TO DO -> Can you pull out every line of the entries below and reproduce each one verbatim?

STORED ROWS ->
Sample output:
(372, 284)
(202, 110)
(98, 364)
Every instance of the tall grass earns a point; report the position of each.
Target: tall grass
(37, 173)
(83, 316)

ANSWER TO THIS TASK ->
Sample output:
(372, 284)
(202, 110)
(98, 364)
Every instance of the tall grass earns a point; report the position of each.
Target: tall grass
(37, 173)
(83, 316)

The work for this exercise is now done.